**Your objective:** Put the lines of the records, from the first line through the line holding "<point>258,307</point>" inclusive, into a numbered list, leaving out blank lines.

**Listed records:**
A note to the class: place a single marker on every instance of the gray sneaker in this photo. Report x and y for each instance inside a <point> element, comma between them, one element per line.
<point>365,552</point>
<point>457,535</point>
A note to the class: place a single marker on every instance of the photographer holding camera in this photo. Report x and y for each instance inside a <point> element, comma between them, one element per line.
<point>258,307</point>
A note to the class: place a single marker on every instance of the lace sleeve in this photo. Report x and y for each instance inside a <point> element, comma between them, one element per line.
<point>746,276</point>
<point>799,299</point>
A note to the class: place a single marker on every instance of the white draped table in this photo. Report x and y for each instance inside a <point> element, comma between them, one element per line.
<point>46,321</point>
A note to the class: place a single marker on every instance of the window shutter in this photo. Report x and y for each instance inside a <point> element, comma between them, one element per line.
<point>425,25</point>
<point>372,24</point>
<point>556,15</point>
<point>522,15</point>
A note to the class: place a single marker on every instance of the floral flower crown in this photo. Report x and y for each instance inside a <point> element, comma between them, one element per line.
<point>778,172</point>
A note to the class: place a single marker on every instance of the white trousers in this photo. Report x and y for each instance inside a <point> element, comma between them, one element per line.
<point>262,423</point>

**Response for this exercise:**
1. A note to the class: place a single marker on every instance of the gray sneaker in this photo. Report x and y for each instance inside a <point> element, comma between them, one element per line.
2. <point>365,552</point>
3. <point>457,535</point>
4. A note to the class: place a single marker on every instance of the photographer holding camera in this photo. Report x and y for each instance inside a <point> element, comma between them, one element per line.
5. <point>258,307</point>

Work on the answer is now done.